Text to read:
= = = =

New York – John Oliver from Comedy Central’s The Daily Show with Jon Stewart and Amy Poehler of NBC’s Saturday Night Live were among the picketers at Rockefeller Plaza Monday, the first day of the TV writers’ strike.
Around lunchtime, there were roughly 150 to 200 members of the Writers Guild of America East manning the picket lines, carrying signs and handing out leaflets about their battle with TV and film producers and studios.
“It’s sad,” said Oliver, a Daily Show correspondent. “We want to work. No one wants to be on strike. If Bush announces emergency powers in Pakistan, we want to be writing about it. So, it’s very sad. I hope for a whole multitude of reasons that this does not last long.”
Writers for both The Daily Show and Comedy Central’s The Colbert Report were represented on the picket line. Comedy Central plans to repeat last week’s episodes of both shows this week because of the strike.
The writers and producers have been deadlocked over the issue of compensation for content that’s used on new-media platforms, as well as the issue of residuals for DVD sales.
Poehler said that WGA wants to “to make sure we are fairly represented in all of this new-media business, which is real and making a lot of money. It is very unclear if somehow writers are going to be fairly represented.”

= = = =

Jobs:
A) From the article on the TV writers' strike, pull out the passage between "Around lunchtime, there" and "of the strike.", inclusive, copying it word for word.
B) Extend the article about the TV writers' strike, picking up right after its last sentence.

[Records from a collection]
= = = =

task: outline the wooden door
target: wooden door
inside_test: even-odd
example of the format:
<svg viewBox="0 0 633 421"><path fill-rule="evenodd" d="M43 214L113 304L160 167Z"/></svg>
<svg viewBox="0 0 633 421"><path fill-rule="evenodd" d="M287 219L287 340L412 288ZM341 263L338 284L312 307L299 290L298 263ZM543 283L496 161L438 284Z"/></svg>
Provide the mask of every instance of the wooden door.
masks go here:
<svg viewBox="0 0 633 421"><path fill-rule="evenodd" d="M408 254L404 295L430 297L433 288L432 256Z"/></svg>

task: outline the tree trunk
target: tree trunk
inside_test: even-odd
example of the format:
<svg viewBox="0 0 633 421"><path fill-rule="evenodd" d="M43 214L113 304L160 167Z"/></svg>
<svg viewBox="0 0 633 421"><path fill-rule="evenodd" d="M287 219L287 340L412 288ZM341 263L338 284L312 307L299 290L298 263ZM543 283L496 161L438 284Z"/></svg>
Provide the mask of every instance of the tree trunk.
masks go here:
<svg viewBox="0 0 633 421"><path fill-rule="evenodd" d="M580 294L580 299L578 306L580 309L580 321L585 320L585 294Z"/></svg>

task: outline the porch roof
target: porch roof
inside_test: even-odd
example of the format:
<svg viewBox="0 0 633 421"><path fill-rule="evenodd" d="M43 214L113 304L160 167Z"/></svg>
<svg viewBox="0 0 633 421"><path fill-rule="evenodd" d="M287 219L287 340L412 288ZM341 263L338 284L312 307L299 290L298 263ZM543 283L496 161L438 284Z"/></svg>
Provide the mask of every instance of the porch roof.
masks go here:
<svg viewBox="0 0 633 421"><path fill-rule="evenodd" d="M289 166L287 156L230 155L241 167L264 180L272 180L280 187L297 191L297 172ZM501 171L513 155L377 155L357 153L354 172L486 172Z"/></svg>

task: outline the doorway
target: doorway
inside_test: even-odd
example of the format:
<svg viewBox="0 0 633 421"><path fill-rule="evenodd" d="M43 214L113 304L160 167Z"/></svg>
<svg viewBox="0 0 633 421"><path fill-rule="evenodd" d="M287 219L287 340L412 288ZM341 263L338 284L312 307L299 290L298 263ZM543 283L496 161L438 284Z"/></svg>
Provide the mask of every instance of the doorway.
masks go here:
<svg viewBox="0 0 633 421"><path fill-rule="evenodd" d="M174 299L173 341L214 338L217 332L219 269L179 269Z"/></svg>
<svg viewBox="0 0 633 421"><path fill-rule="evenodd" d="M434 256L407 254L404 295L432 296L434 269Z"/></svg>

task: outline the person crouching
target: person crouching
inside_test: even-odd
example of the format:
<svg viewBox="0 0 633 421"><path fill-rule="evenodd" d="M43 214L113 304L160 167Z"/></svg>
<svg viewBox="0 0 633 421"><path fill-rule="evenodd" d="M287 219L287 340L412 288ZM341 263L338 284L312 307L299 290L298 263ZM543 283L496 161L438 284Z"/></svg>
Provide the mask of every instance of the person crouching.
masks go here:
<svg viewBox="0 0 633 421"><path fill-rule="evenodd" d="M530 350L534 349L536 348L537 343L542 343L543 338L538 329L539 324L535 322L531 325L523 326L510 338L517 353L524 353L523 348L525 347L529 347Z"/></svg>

= = = =

The answers:
A)
Around lunchtime, there were roughly 150 to 200 members of the Writers Guild of America East manning the picket lines, carrying signs and handing out leaflets about their battle with TV and film producers and studios.
“It’s sad,” said Oliver, a Daily Show correspondent. “We want to work. No one wants to be on strike. If Bush announces emergency powers in Pakistan, we want to be writing about it. So, it’s very sad. I hope for a whole multitude of reasons that this does not last long.”
Writers for both The Daily Show and Comedy Central’s The Colbert Report were represented on the picket line. Comedy Central plans to repeat last week’s episodes of both shows this week because of the strike.

B)
Added Oliver, “It’s much, much safer to stop a dangerous precedent being set now.”
He noted that video clips from The Daily Show are now all available on a Web site, www.thedailyshow.com, that has advertising.
“All our clips are taken off of YouTube, absolutely not at our instigation,” Oliver said. “The people who made the show would love as many people as possible to see it. So instead, this Web site is set up … They float the commercials in there, flash it up, so clearly revenue is being made there … but it’s not filtering down to the writers.”
Comedy Central declined to comment Monday.
Sen. Barack Obama (D-Ill.) also said Monday that he supports the WGA. “I stand with the writers. The Guild’s demand is a test of whether corporate media corporations are going to give writers a fair share of the wealth their work creates or continue concentrating profits in the hands of their executives,” Obama said in a prepared statement. “I urge the producers to work with the writers so that everyone can get back to work.”
In California, the WGA West Monday was picketing at roughly a dozen studios and media-company headquarters, such as CBS in Television City, Culver Studios, Disney Studios, Fox Studios, Hollywood Center Studios, NBC in Burbank, Prospect Studios, Paramount Studios, Raleigh Studios Manhattan Beach, Sony Pictures Studios, Sunset Gower Studios, Universal Studios and Warner Bros.
The WGA negotiating committee was slated to have a teleconferenced meeting 3 p.m. ET Monday to discuss their next steps, according Michael Winship, president of the WGA East.
Members of the WGA East struck shortly after midnight Monday, while their counterparts in Los Angeles starting their job action ad midnight local time.
The union struck as last-minute negotiations Sunday with the Alliance of Motion Picture and Television Producers broke down. The WGA’s contract with the producers actually expired Nov. 1.
The WGA picketers in Manhattan, outside of NBC’s offices and studios, were scheduled to be on the picket lines from 9 a.m. until 5 p.m. Monday.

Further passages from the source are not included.